[[ DATA SECTION, beginning ]]

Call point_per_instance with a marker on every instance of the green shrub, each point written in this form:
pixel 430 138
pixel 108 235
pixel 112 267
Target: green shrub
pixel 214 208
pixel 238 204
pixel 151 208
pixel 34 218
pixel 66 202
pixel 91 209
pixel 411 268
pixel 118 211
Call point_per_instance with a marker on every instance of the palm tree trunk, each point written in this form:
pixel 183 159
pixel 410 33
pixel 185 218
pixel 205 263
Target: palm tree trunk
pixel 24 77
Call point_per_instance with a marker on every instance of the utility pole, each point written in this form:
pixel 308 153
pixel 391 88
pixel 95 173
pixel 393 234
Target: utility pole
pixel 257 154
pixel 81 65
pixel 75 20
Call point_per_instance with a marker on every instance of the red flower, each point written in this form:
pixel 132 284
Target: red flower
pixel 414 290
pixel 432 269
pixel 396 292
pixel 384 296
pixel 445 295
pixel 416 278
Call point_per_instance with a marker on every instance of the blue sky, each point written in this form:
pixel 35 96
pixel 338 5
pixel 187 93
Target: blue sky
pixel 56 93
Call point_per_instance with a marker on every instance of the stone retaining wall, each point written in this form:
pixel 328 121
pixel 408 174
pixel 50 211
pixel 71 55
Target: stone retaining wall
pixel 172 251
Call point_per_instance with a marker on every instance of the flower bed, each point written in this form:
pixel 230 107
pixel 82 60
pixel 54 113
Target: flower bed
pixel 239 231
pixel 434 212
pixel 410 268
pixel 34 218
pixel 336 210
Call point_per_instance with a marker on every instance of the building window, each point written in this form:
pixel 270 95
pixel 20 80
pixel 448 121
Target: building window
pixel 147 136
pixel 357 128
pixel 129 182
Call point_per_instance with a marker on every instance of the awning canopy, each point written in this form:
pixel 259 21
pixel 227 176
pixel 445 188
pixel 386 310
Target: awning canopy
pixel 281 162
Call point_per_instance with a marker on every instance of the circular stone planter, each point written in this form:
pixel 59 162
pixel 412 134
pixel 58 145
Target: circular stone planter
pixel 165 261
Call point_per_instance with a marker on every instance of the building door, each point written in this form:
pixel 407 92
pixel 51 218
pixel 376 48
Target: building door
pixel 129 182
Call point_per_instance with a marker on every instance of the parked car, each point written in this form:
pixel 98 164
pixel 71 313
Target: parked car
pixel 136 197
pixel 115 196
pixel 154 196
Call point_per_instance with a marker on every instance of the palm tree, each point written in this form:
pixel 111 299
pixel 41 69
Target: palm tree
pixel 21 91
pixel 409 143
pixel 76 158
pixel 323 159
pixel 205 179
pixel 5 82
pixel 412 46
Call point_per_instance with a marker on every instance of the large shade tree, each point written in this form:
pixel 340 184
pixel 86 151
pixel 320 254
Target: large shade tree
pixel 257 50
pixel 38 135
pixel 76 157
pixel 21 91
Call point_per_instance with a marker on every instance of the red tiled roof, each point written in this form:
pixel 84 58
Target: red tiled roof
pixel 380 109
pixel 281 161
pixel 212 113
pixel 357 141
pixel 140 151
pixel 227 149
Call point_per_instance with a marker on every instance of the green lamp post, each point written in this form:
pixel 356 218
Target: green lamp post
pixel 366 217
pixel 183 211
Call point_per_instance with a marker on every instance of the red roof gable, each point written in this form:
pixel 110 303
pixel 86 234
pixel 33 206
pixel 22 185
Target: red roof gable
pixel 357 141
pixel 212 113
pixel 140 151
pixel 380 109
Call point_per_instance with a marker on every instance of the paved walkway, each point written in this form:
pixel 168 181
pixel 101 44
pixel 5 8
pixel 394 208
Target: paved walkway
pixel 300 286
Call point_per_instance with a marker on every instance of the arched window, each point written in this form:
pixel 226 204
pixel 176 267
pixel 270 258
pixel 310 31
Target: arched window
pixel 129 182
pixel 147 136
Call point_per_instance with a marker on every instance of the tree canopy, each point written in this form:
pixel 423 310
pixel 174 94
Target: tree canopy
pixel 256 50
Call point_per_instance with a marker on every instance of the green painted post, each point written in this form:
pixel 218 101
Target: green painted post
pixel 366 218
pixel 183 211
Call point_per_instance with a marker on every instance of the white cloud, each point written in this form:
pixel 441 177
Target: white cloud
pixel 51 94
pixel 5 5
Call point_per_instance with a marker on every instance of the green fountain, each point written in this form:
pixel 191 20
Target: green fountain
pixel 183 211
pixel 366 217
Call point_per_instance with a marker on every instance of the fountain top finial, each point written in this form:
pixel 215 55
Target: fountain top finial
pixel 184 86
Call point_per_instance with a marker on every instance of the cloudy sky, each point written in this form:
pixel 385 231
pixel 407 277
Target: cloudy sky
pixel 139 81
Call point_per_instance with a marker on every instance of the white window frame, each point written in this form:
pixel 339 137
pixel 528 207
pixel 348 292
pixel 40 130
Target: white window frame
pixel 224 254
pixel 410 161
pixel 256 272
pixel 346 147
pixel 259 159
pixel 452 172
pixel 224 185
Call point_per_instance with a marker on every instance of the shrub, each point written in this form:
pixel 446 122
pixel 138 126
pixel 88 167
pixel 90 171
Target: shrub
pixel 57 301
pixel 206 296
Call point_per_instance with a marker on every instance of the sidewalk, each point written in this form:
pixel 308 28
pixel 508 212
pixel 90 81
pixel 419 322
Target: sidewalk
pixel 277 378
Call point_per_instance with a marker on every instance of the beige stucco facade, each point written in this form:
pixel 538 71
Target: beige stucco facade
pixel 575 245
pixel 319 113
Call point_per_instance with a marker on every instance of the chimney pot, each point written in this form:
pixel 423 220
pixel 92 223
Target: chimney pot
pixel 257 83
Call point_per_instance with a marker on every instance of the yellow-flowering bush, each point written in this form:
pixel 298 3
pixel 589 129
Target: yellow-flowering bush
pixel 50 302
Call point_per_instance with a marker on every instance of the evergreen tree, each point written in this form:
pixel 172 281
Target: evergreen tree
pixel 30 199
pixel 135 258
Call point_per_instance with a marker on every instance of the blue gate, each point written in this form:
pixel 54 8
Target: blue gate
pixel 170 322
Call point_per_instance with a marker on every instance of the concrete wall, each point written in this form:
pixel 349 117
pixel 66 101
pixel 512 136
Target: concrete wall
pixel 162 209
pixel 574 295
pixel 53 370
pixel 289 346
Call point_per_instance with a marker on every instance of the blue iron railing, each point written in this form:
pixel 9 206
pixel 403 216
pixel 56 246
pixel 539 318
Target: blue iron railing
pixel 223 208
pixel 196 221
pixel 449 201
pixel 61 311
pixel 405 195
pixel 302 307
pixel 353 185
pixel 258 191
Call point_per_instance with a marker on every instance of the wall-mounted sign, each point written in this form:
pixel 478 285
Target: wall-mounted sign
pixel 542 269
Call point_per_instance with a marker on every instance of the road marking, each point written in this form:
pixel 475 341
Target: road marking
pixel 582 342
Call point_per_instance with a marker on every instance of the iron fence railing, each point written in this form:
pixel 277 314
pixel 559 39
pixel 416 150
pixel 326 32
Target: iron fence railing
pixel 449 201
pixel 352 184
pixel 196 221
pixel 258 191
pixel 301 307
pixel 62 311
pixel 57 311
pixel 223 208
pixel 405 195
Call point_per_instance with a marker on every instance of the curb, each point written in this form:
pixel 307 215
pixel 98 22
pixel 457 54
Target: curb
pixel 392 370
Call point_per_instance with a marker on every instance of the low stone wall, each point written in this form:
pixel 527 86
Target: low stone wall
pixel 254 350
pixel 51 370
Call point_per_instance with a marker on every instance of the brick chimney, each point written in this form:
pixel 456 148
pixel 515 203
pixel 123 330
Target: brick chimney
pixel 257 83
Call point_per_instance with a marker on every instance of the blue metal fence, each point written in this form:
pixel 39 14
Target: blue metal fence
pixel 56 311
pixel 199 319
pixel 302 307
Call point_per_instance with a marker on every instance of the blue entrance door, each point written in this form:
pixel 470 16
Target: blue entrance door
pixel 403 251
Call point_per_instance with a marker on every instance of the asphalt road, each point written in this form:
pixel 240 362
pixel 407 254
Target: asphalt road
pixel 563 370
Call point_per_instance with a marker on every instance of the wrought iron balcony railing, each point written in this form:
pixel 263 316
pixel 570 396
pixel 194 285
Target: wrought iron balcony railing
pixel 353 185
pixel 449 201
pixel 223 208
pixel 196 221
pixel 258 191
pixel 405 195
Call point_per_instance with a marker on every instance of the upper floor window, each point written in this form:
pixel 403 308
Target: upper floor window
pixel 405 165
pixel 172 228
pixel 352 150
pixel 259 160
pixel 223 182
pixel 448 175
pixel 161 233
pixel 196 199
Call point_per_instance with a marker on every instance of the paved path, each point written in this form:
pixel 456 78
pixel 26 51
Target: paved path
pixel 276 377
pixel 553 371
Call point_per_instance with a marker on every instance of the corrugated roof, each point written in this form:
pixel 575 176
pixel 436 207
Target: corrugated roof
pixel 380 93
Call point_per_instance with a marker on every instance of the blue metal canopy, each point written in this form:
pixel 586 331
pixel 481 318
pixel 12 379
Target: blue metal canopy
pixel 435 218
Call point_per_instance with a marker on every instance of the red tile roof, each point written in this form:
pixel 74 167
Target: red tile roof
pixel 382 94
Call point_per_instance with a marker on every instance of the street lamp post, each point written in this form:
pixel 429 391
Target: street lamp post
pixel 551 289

[[ DATA SECTION, end ]]

All lines from the one containing "pixel 586 331" to the end of the records, both ends included, should be printed exactly and on their own.

pixel 586 331
pixel 481 318
pixel 12 379
Target: blue metal canopy
pixel 435 218
Call point_per_instance with a marker on every instance of the red tile roof, each point written in this form:
pixel 74 167
Target: red tile roof
pixel 382 94
Call point_per_instance with a marker on every instance of the street lamp post, each point written in this form:
pixel 429 391
Target: street lamp post
pixel 551 289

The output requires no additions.